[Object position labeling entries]
* Start *

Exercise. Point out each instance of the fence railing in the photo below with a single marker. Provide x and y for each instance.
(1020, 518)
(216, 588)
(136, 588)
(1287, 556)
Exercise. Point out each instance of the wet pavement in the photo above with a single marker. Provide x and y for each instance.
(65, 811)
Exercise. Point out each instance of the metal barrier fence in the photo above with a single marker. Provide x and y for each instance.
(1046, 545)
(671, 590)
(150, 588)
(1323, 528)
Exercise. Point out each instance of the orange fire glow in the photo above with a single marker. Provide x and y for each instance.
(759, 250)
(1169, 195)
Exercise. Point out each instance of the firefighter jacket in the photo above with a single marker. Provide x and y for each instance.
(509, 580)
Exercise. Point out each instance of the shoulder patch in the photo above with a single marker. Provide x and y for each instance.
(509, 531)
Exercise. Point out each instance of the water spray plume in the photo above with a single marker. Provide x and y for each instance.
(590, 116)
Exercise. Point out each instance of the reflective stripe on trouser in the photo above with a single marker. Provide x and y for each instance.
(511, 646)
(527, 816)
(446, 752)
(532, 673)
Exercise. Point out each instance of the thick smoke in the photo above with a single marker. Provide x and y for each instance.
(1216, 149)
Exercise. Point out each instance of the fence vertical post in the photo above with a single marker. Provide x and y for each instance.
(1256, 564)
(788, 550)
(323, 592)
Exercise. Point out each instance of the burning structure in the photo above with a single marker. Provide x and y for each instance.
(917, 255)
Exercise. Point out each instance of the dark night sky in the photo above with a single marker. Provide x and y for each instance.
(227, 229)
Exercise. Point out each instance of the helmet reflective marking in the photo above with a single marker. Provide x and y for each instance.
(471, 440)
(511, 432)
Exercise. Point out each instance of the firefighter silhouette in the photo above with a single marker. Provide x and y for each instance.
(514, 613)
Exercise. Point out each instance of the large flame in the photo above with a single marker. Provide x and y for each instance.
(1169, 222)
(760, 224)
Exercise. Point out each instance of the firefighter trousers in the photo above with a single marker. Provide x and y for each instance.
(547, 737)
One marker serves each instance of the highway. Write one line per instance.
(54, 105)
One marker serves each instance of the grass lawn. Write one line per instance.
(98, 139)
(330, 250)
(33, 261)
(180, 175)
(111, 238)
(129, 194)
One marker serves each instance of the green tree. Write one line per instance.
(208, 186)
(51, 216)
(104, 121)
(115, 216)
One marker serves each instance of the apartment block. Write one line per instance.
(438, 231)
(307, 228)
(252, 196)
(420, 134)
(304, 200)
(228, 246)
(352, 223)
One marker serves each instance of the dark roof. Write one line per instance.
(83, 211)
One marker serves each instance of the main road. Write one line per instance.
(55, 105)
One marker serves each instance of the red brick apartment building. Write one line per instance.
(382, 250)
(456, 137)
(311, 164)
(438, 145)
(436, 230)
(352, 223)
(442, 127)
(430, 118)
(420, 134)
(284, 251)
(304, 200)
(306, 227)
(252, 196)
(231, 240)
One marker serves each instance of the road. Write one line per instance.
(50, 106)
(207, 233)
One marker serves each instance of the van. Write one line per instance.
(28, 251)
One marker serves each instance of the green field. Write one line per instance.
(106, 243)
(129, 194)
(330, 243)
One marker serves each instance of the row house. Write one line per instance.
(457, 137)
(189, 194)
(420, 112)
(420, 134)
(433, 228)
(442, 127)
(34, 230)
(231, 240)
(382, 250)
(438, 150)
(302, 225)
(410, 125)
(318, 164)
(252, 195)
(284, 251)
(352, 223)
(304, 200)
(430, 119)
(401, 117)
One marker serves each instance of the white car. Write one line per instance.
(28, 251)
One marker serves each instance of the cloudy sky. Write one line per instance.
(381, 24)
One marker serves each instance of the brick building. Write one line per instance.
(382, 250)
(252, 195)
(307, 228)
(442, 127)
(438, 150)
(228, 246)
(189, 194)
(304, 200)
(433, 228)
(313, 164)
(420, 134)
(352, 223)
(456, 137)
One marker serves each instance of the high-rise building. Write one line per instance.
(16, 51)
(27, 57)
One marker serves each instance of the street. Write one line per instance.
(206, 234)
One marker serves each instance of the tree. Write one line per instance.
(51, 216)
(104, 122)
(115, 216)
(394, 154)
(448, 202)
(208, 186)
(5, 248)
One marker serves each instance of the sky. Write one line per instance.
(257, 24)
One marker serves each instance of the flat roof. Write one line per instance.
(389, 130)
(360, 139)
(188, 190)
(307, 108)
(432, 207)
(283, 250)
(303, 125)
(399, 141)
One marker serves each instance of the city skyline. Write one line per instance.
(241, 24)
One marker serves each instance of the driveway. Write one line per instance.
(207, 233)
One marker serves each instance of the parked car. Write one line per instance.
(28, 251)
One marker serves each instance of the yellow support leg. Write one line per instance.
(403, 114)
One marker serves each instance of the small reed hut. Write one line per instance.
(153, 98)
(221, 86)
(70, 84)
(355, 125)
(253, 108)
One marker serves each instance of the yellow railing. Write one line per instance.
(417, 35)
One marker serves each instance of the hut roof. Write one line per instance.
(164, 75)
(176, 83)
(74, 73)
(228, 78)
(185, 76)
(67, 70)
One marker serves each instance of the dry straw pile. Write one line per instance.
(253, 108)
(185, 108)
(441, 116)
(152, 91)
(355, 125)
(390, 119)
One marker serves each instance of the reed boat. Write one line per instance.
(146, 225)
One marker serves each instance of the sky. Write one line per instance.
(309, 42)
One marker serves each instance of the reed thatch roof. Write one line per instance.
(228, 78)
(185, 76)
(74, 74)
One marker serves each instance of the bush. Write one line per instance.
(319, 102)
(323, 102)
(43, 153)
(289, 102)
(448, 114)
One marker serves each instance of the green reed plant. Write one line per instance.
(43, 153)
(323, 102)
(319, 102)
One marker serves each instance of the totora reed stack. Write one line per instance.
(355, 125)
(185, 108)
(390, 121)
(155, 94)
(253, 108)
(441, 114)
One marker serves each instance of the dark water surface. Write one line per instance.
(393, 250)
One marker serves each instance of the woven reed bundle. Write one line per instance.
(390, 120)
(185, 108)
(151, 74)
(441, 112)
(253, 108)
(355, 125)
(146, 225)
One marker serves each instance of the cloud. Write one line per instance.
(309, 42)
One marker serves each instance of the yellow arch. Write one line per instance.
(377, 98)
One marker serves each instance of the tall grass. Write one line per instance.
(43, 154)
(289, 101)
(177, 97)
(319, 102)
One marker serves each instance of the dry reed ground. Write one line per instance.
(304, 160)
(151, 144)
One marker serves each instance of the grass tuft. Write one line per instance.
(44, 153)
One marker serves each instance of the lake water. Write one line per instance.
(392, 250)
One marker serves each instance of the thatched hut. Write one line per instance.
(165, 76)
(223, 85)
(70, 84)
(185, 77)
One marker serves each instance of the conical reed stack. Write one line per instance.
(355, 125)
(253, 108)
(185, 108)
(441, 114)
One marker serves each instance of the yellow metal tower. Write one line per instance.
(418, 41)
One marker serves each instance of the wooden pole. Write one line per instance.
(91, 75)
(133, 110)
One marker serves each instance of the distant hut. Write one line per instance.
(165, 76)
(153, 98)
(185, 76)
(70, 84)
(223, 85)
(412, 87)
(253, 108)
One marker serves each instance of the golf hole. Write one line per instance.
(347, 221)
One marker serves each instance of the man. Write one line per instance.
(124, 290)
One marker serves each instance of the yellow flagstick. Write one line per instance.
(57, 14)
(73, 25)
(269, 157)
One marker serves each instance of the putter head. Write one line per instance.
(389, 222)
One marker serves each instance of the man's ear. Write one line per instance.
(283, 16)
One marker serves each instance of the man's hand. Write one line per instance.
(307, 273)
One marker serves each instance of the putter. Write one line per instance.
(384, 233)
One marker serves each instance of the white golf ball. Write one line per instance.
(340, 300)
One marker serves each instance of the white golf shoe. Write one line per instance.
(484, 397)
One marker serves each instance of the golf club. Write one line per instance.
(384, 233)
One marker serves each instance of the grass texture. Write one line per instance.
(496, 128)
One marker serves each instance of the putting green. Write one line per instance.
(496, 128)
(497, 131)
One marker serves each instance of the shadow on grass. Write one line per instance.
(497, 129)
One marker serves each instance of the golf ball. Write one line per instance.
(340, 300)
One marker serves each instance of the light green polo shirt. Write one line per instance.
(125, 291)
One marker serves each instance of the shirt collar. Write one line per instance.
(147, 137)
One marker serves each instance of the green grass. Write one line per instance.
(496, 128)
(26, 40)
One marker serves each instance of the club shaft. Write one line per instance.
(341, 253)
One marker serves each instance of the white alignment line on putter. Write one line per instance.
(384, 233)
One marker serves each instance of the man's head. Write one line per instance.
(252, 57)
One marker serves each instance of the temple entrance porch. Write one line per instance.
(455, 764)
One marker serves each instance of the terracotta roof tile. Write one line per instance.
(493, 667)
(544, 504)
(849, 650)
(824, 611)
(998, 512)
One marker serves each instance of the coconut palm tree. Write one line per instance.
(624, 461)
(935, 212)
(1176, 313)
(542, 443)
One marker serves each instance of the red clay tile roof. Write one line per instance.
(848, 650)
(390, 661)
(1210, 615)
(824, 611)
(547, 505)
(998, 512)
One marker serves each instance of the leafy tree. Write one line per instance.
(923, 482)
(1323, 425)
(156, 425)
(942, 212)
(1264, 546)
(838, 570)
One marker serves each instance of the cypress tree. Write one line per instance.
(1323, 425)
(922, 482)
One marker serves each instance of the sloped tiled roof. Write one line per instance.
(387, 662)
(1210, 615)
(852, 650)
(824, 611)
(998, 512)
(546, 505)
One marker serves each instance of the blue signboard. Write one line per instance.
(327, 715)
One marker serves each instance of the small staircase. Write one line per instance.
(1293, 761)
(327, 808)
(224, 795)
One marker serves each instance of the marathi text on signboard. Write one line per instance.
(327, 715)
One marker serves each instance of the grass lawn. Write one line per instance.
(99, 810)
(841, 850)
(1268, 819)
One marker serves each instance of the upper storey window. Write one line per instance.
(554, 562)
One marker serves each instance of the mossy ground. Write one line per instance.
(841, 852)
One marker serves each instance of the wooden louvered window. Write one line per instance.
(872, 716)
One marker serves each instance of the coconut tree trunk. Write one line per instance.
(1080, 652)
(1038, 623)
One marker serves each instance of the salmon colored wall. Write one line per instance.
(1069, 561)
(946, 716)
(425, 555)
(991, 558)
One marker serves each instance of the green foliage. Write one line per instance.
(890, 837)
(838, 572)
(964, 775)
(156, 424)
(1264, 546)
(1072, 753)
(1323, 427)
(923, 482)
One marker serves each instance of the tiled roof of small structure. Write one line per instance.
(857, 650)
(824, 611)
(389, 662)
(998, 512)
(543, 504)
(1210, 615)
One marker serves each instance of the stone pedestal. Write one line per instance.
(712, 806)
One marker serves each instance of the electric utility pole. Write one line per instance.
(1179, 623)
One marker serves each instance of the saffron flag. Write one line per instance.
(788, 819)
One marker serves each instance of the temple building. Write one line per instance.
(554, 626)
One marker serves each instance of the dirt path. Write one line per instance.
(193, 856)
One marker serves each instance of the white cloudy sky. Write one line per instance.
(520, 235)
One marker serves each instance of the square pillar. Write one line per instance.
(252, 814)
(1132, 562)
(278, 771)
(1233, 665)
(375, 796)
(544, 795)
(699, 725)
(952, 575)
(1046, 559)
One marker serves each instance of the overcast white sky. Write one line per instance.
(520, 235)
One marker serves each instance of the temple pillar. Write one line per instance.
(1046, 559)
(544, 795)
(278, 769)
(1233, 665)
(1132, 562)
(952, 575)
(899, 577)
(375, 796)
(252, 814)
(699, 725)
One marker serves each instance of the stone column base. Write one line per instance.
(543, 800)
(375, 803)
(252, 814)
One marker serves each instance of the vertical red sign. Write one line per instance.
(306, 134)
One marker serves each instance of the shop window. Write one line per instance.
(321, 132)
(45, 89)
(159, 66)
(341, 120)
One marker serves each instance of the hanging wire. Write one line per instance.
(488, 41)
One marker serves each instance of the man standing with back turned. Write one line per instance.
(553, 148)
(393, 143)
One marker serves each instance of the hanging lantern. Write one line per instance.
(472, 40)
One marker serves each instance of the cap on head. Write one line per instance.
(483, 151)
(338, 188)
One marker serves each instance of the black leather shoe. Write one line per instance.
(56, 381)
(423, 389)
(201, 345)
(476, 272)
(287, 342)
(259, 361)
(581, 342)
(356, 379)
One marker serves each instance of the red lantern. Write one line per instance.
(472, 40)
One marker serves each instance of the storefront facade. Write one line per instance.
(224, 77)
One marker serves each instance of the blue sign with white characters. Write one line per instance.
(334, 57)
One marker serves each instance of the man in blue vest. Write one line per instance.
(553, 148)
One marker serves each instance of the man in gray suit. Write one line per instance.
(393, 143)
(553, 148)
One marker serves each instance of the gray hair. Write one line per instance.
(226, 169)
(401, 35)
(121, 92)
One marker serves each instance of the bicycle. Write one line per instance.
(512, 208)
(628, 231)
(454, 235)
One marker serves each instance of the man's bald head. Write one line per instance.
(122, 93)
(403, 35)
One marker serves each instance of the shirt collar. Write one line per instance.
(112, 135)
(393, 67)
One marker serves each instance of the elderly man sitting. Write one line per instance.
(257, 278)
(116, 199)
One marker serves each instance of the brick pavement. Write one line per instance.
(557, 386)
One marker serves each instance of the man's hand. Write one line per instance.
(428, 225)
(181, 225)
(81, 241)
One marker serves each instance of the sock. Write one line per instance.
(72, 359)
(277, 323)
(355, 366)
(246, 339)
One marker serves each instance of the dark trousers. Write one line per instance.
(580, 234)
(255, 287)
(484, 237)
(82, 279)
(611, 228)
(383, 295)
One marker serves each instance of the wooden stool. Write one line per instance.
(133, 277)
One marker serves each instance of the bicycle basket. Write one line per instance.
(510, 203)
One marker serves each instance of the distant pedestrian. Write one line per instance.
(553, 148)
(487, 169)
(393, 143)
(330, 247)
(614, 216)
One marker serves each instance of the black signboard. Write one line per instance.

* End *

Your instructions> Reproduce the lines from the one containing "One marker serves each instance of the sock." to the end of the entries, keeping both ends and adding nothing.

Response below>
One marker serves each instance of the sock. Write one line per instance.
(72, 359)
(277, 323)
(355, 366)
(246, 339)
One marker serves each instance of the dark trousers. Write one line per instance.
(580, 234)
(255, 287)
(484, 237)
(82, 279)
(611, 228)
(383, 295)
One marker serves each instance of the wooden stool. Write one line per instance.
(133, 277)
One marker serves each instance of the bicycle basket. Write one line per instance.
(510, 203)
One marker serves each instance of the distant pedestrian. Write one line per instance.
(553, 148)
(487, 169)
(393, 143)
(330, 247)
(614, 216)
One marker serves each instance of the black signboard. Write one line per instance.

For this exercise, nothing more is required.